** Opening Excerpt provided block **

Monday, November 06, 2006

Hypocrite and the Congregation That Loves Him


Via the NYTs:
Long before the first tissue boxes were passed down the aisles for mopping tears, and before the first guitar chords were struck to begin the worship, many of the thousands of people who gathered on Sunday morning at the New Life Church here knew that it would be a service unlike any other in their lives...
By then, the news was less than 24 hours old that the church’s founder and senior pastor, Ted Haggard, a prominent author and national evangelical Christian leader, had been dismissed by the church’s Board of Overseers for “sexually immoral conduct.”

A male prostitute in Denver said in a radio interview on Wednesday that Mr. Haggard had been a monthly customer and a buyer of methamphetamines. Mr. Haggard issued denials, but by Saturday the brief, explosive standoff was over. The board members had heard enough — mostly from Mr. Haggard himself, they said at Sunday’s service — to justify his removal.

What was left for Sunday was to begin sorting the tangled skein of spiritual and political implications, betrayal, anguish, anger and sadness that the episode left behind in the church and across the evangelical world. Speakers urged the church’s members to find a way forward without recrimination or bitterness; a letter from Mr. Haggard was read from the 8,000-seat auditorium’s center stage.

** Closing Excerpt provided block **
** Opening Records supplied block **

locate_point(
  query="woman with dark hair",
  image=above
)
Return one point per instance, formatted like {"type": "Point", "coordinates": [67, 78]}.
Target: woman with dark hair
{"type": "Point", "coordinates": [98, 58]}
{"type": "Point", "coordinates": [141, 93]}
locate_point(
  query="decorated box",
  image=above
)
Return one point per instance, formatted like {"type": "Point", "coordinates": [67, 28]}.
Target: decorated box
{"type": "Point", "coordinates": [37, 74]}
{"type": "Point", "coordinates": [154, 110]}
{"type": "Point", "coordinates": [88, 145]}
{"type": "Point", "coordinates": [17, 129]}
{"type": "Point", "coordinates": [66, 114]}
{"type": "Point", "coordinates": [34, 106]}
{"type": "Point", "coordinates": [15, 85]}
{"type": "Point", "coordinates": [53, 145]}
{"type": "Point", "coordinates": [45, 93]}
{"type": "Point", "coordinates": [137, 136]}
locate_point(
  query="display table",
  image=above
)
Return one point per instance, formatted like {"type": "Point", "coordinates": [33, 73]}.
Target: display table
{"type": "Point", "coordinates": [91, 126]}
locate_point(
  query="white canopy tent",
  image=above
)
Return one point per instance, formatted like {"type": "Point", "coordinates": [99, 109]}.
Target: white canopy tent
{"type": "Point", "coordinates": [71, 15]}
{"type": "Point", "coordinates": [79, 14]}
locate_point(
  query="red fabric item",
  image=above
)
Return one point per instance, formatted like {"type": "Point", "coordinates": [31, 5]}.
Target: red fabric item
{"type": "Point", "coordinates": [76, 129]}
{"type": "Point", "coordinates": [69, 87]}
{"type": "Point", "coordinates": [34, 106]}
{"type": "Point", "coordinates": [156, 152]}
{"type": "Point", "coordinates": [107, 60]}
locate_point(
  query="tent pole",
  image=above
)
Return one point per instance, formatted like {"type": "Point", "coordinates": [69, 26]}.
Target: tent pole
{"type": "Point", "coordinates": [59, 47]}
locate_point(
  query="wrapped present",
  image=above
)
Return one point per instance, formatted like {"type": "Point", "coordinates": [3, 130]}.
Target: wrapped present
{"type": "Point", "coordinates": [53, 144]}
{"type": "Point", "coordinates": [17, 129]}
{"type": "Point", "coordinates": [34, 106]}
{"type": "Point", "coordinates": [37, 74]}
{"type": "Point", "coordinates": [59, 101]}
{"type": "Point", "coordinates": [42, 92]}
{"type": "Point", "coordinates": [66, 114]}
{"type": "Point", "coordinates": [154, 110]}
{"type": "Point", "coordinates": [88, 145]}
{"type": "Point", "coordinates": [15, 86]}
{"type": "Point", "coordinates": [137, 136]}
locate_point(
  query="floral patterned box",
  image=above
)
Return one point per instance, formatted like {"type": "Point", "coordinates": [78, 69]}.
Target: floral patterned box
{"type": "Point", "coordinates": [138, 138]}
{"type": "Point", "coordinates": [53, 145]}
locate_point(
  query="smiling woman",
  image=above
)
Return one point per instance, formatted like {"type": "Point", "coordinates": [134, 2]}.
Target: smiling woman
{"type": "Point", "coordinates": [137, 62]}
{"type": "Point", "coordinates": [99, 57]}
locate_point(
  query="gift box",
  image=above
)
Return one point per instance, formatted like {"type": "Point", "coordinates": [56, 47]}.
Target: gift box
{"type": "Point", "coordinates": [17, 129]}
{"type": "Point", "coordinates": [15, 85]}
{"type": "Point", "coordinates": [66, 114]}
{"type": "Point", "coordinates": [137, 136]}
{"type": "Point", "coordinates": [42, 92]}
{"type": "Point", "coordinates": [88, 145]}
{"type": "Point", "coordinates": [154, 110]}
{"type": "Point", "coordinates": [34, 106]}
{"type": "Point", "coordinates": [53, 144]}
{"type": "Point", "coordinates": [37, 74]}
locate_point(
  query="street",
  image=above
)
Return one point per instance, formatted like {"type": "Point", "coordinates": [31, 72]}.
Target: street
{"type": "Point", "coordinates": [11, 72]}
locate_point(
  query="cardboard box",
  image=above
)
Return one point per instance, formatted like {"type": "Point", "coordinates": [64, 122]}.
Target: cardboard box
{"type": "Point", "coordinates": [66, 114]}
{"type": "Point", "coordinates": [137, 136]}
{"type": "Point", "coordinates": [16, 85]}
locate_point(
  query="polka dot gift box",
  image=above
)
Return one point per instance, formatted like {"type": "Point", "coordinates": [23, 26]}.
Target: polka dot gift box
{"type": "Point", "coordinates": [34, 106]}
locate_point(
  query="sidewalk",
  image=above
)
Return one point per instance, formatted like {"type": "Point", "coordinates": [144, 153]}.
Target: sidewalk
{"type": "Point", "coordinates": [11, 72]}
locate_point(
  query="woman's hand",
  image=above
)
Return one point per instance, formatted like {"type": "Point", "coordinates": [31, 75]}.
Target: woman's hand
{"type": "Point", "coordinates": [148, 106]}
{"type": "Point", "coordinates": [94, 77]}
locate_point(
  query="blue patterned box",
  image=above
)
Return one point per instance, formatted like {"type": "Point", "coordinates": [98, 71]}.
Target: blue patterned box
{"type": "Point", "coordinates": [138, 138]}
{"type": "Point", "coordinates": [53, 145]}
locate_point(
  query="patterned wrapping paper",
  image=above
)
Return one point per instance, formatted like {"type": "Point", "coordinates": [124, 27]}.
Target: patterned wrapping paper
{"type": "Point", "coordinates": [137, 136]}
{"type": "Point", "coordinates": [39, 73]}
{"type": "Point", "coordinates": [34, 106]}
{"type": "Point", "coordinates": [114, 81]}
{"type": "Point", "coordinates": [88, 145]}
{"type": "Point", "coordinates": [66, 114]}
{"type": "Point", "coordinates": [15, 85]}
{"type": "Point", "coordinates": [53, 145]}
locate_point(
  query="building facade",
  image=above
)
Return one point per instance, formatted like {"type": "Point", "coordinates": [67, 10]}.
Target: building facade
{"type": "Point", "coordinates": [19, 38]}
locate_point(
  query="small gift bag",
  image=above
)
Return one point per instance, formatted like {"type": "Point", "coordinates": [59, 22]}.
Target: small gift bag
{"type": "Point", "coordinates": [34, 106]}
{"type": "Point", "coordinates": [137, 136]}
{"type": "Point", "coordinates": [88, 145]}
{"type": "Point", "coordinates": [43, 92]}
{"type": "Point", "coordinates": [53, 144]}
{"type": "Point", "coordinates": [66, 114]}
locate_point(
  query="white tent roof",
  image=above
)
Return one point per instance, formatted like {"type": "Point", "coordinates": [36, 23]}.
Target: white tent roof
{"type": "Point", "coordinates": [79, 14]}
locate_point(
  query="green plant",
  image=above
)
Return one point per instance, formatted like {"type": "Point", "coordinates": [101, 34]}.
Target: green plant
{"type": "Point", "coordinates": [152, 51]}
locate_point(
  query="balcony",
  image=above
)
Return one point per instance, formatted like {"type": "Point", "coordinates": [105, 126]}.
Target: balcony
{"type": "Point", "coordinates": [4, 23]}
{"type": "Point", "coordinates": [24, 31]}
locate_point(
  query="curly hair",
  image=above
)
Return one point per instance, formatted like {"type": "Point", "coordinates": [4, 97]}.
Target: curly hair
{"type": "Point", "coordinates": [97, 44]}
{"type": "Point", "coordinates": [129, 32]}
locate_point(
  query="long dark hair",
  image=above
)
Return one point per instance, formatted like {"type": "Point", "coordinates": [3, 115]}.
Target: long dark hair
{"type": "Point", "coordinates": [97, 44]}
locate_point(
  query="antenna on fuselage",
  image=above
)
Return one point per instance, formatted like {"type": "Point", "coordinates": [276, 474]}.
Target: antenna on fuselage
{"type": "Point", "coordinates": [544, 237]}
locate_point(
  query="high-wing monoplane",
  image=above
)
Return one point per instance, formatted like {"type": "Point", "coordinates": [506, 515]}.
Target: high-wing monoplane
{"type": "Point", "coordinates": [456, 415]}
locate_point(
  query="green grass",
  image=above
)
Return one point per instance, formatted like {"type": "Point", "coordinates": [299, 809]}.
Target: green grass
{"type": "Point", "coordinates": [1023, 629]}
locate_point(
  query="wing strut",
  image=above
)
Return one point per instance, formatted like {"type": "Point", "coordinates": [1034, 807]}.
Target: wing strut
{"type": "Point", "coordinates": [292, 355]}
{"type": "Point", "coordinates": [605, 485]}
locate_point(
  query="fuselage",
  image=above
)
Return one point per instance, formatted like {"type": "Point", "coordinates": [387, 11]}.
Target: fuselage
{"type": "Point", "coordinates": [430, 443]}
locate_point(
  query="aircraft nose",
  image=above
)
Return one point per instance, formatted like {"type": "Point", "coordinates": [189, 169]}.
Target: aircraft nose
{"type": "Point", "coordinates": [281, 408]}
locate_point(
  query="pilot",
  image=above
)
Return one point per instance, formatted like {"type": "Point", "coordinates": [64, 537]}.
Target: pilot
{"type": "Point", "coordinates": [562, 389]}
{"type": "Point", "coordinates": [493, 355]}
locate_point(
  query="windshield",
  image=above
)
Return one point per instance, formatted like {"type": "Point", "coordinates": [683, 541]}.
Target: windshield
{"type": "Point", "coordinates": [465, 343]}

** Closing Records supplied block **

> _Task to complete_: In the post about the New Life Church, which body dismissed Ted Haggard?

> _Result for this exercise_: The church's Board of Overseers